#### WHAT THIS TASK INVOLVES:
Pull out every row below that contains the word "white" and copy each of those rows in full.

#### EXTRACTED INFORMATION:
########################################

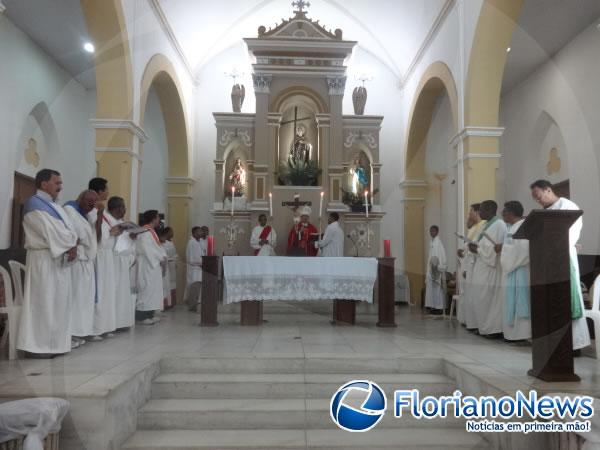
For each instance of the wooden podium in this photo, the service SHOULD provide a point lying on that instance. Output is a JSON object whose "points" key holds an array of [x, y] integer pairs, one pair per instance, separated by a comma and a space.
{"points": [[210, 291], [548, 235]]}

########################################

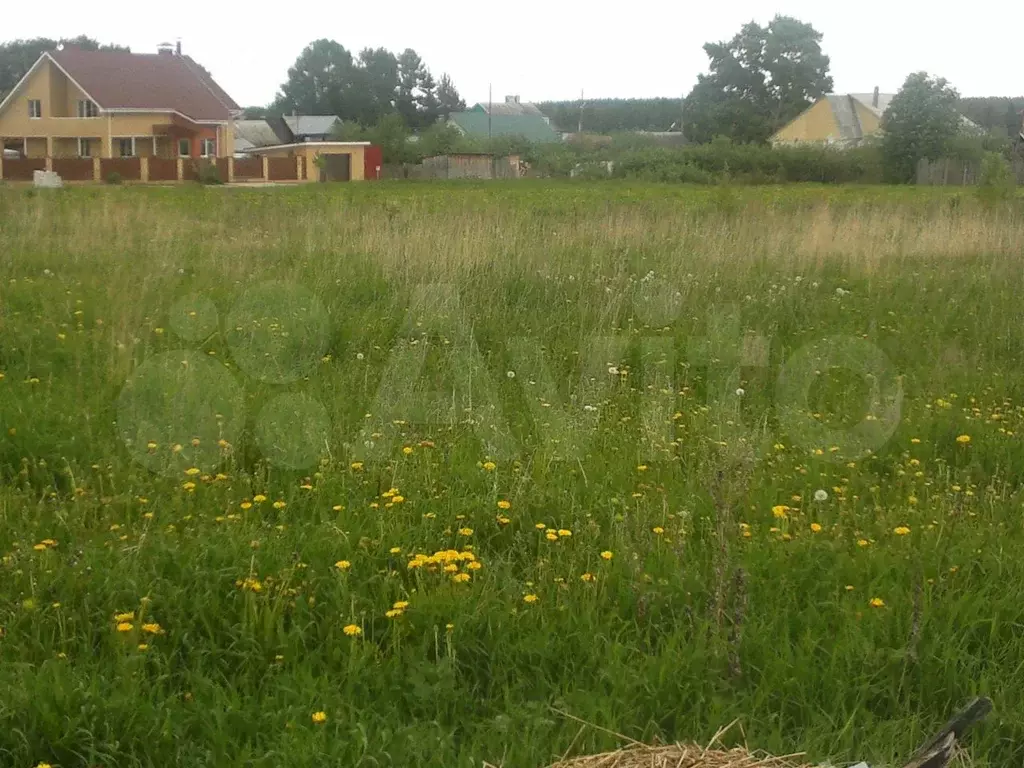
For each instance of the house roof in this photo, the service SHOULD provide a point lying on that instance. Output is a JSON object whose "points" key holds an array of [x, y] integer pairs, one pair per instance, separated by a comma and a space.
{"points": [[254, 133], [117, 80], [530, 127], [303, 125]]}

########################################

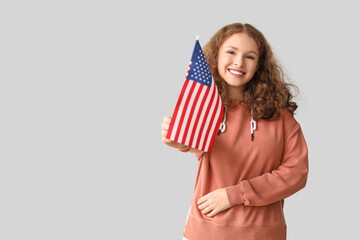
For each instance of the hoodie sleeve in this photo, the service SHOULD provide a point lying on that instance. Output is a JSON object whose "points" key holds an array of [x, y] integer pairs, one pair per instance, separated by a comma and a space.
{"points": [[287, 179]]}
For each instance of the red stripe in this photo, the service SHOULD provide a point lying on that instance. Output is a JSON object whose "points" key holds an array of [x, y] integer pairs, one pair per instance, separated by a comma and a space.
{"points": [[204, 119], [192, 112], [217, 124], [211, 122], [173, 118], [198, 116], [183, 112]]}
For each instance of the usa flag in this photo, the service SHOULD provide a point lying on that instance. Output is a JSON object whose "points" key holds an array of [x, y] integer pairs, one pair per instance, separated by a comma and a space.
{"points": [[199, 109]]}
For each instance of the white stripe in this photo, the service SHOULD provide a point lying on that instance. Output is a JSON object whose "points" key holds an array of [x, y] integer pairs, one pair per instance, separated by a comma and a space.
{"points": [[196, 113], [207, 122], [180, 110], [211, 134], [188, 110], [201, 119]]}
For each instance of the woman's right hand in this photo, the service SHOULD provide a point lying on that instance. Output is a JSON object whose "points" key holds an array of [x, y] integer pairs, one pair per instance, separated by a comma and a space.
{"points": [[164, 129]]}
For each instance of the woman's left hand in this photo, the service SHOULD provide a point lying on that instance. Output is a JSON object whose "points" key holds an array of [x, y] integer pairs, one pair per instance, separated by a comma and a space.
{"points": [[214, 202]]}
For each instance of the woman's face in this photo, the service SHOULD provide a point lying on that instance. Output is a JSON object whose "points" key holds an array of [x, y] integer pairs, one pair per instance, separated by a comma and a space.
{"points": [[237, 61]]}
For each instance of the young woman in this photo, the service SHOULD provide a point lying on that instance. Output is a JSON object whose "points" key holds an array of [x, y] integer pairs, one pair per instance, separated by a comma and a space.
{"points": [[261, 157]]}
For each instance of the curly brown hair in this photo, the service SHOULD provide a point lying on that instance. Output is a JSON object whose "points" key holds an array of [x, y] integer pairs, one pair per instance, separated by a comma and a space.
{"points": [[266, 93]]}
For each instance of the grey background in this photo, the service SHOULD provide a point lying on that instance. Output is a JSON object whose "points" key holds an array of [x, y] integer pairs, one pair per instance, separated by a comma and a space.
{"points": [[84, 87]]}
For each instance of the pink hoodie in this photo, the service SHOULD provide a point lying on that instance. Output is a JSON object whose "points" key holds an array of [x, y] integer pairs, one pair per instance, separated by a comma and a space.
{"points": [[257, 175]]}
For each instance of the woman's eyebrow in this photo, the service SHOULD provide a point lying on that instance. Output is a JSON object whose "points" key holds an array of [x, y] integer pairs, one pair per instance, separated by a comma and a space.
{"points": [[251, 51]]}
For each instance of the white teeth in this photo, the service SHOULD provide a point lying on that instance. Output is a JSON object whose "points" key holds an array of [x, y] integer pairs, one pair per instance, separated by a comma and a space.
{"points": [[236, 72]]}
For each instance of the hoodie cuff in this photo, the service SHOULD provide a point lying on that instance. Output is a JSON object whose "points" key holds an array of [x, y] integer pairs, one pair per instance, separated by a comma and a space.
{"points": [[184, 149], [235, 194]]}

########################################

#### TASK RESPONSE:
For each instance of the white stripe in this photo, the service SHOULD provide a point lying on that instance. Output is a JSON object whose "points" key holds an array of [x, y] integer pairs, one pair per instance, separated by a comma and a space.
For each instance of the white teeth in this photo, the service SHOULD provide a point lying on that instance. Output is a JSON object whose "points" key holds an array of [x, y] integer pairs, one pair per instance, separated by a comma and a space.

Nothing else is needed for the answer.